DIRECTIONS FOR THIS TASK: Pull out every line of the data below that contains the word "each", matching it case-sensitively.

(A block of data)
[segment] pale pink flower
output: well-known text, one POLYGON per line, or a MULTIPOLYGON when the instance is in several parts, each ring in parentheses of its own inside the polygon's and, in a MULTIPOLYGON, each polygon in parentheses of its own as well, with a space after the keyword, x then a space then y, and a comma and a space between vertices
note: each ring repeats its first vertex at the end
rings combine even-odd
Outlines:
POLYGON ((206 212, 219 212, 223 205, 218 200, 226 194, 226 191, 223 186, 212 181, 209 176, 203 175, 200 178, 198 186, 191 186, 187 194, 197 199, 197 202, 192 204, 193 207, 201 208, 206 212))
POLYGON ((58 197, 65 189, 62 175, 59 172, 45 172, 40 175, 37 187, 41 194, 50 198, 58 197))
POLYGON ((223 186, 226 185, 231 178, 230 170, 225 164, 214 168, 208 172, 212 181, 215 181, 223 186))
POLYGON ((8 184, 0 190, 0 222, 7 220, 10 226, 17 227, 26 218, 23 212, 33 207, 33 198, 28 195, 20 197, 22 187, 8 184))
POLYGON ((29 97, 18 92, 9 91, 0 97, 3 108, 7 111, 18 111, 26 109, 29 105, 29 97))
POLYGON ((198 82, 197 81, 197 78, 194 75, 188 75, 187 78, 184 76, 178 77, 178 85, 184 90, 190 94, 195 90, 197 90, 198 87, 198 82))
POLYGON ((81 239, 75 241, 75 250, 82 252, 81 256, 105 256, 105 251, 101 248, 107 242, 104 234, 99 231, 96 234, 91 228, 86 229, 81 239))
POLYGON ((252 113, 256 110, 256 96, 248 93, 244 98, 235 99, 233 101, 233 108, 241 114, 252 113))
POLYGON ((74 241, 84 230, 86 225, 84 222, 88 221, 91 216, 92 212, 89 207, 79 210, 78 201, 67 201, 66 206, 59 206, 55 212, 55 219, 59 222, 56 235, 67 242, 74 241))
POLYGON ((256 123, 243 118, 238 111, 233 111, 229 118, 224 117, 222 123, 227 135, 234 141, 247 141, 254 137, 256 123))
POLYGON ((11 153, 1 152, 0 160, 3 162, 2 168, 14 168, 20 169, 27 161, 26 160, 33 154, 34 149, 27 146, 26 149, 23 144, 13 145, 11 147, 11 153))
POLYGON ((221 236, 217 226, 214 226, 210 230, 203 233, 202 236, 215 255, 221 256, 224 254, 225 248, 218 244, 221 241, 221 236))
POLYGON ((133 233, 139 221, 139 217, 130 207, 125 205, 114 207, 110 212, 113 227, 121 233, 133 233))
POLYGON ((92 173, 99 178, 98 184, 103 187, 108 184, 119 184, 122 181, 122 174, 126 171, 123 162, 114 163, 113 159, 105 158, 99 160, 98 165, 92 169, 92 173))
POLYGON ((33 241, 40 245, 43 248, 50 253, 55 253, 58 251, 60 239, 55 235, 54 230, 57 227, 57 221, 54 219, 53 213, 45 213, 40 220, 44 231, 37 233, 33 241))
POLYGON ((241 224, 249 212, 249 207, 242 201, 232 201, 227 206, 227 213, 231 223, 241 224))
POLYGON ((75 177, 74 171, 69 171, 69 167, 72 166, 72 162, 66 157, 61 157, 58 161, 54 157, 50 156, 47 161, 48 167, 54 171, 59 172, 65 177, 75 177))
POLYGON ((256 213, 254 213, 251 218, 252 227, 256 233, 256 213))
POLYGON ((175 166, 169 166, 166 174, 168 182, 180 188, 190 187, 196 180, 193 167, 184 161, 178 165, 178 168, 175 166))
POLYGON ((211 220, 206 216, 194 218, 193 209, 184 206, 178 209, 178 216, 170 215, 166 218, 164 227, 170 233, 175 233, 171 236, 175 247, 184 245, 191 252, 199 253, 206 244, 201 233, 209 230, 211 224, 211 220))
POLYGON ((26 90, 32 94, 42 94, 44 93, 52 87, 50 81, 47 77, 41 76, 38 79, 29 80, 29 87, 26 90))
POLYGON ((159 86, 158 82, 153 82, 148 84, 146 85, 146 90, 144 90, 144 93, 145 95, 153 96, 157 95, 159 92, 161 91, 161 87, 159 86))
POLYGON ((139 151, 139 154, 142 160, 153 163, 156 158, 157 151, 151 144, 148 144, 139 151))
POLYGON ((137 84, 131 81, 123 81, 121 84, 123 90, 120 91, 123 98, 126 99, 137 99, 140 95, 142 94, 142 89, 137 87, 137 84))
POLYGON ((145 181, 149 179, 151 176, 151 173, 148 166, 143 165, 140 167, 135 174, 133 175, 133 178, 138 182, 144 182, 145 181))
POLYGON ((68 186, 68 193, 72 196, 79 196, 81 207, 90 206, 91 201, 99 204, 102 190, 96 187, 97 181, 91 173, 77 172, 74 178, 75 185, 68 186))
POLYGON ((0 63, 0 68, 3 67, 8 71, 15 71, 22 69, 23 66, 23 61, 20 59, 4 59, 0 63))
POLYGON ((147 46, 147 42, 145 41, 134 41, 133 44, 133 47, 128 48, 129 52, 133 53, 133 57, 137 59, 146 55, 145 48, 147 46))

THE REPLY:
output: well-known text, one POLYGON per line, or a MULTIPOLYGON when the instance is in several parts, each ring in parentheses of its own inside the polygon's and, in a MULTIPOLYGON, each polygon in parentheses of its own as well, with a space after the keyword, x then a space then y, and a comma and a space between vertices
note: each ring repeats its first vertex at the end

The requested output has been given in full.